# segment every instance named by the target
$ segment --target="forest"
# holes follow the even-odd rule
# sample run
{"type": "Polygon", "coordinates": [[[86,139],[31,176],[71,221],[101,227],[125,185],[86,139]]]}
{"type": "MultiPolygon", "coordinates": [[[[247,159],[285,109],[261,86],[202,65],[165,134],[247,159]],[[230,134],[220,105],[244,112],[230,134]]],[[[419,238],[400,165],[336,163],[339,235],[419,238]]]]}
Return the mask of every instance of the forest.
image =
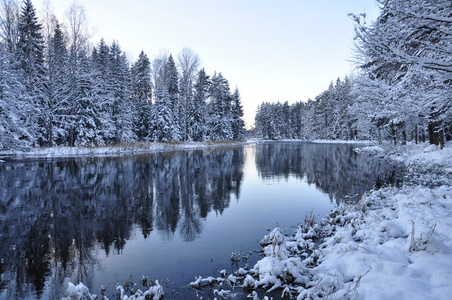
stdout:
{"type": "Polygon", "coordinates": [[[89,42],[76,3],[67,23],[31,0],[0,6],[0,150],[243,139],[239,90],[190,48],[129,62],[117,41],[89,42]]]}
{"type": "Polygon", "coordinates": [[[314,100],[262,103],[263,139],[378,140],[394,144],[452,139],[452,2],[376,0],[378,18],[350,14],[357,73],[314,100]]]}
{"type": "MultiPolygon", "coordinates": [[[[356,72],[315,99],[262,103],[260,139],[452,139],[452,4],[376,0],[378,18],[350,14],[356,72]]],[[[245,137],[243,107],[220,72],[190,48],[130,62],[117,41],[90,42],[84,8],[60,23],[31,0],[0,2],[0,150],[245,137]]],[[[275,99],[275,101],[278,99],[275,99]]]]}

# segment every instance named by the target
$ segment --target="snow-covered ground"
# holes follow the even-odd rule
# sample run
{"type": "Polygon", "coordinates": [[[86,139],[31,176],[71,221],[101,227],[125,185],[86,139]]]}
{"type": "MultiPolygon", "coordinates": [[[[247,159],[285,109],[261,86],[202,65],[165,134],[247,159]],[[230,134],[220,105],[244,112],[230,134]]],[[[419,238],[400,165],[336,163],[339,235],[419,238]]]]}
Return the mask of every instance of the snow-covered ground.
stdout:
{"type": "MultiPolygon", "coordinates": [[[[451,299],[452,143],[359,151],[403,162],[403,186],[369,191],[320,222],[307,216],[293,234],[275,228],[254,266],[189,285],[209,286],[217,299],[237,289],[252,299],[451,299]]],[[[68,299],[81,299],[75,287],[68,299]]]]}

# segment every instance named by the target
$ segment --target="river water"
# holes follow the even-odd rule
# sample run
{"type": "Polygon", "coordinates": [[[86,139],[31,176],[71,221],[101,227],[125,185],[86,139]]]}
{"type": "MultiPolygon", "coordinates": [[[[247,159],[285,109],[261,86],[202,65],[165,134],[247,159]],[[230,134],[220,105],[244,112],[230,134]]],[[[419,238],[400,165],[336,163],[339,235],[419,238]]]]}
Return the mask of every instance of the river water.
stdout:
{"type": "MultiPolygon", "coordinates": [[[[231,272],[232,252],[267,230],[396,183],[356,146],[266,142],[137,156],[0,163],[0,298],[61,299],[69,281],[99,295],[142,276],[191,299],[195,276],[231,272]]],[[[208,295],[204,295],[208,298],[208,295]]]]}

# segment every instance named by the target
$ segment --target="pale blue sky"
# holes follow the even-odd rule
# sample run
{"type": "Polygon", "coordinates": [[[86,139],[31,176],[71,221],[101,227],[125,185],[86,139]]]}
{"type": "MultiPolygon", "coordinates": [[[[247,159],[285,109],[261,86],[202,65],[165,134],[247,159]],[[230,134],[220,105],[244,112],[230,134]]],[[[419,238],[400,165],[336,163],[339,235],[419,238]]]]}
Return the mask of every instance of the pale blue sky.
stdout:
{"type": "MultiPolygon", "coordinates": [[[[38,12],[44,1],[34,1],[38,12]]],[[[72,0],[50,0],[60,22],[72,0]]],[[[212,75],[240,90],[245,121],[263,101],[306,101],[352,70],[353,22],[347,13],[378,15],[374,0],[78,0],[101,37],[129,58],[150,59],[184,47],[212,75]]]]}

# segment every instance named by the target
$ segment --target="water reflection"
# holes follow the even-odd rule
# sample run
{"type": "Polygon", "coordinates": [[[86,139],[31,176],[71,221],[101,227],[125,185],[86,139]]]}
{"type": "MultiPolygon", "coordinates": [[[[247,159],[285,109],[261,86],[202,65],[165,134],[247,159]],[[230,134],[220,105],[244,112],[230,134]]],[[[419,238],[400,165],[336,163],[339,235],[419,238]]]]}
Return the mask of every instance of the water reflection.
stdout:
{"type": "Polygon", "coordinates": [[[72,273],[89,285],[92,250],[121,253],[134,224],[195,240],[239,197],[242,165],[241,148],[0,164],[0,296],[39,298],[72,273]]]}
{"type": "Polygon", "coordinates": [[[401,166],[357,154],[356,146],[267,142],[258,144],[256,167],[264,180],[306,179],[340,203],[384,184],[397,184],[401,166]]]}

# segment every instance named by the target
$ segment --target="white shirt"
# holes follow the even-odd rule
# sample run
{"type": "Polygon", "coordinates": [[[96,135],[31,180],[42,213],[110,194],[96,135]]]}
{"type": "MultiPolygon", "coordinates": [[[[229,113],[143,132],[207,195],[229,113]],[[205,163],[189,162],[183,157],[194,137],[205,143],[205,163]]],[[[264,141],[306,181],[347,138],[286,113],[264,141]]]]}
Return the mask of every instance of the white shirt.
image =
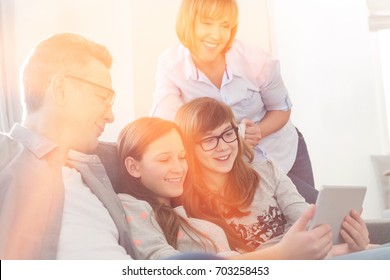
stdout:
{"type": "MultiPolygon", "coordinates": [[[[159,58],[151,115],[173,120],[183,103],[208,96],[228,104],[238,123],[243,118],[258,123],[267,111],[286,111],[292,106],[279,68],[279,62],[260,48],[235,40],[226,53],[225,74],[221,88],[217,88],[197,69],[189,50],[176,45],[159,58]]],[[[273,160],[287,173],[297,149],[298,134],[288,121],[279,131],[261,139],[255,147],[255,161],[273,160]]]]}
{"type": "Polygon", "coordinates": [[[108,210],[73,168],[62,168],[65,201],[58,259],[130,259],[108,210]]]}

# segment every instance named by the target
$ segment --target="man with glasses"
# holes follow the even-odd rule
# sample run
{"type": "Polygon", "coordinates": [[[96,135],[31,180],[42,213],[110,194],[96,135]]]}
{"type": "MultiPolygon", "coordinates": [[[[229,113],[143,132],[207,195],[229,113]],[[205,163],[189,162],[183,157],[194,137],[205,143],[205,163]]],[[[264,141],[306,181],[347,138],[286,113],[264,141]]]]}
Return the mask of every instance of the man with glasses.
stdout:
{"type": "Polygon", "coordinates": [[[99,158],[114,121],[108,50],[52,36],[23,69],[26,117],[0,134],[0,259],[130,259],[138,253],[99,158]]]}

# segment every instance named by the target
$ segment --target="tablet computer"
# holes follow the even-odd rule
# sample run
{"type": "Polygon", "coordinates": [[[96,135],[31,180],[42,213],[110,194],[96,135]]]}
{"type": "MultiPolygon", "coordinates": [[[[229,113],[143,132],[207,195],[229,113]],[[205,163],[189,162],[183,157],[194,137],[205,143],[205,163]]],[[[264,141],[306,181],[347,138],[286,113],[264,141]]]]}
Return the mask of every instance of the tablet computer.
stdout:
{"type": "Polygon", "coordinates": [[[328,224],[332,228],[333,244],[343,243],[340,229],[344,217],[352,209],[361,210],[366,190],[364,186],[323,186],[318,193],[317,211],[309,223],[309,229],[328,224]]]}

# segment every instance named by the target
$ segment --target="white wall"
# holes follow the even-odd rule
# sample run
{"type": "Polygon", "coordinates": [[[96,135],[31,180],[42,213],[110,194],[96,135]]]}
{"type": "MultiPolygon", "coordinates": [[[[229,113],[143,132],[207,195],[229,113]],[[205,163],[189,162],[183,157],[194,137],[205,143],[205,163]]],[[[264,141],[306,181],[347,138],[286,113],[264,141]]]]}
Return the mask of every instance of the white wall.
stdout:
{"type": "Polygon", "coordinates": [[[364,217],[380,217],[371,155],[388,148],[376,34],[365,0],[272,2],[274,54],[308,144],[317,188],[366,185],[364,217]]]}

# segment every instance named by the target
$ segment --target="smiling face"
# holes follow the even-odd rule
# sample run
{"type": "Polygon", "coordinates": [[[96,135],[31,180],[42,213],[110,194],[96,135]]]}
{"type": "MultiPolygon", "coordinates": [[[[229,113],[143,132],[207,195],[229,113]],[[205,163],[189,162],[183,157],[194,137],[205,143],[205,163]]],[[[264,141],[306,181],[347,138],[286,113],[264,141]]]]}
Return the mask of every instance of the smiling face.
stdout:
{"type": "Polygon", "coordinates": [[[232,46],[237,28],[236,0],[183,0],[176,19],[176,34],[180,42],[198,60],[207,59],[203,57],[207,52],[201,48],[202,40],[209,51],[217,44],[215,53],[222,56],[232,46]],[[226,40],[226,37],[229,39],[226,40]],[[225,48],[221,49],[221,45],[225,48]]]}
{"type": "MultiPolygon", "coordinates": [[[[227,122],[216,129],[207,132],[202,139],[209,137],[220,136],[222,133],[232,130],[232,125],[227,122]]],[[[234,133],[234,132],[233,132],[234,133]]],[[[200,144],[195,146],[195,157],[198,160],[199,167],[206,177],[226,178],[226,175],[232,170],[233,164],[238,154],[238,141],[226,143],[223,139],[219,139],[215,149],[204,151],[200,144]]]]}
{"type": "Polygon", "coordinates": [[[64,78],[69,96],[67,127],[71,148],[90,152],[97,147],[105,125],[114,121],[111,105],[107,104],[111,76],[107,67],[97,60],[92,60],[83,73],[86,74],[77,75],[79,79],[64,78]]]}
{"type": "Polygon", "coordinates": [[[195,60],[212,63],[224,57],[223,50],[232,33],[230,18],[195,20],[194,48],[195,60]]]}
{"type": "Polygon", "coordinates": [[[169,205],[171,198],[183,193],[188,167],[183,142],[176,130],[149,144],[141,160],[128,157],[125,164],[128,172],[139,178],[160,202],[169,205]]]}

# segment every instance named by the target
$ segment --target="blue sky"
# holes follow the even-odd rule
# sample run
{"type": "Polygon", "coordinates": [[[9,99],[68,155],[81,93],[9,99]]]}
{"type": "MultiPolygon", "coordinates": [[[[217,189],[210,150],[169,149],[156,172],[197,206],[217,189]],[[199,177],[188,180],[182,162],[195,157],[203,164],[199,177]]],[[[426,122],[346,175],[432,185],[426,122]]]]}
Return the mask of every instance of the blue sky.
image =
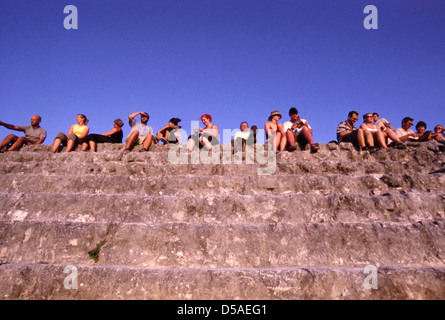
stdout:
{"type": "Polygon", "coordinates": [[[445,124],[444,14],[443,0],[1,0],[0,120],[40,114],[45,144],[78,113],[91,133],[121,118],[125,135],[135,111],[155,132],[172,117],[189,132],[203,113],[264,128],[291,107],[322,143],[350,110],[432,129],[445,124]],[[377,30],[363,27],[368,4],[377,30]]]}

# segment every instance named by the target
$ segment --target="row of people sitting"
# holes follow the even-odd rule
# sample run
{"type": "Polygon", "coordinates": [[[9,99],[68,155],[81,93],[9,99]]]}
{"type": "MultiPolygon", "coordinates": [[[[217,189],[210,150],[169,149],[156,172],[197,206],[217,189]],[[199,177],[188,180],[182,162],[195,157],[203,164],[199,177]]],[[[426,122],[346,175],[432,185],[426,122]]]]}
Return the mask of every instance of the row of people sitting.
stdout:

^^^^^^^^

* [Your instructions]
Scan the records for the word "covered". Copy each line where it turns up.

* [Response area]
$ segment --target="snow-covered ground"
Return the mask of every instance of the snow-covered ground.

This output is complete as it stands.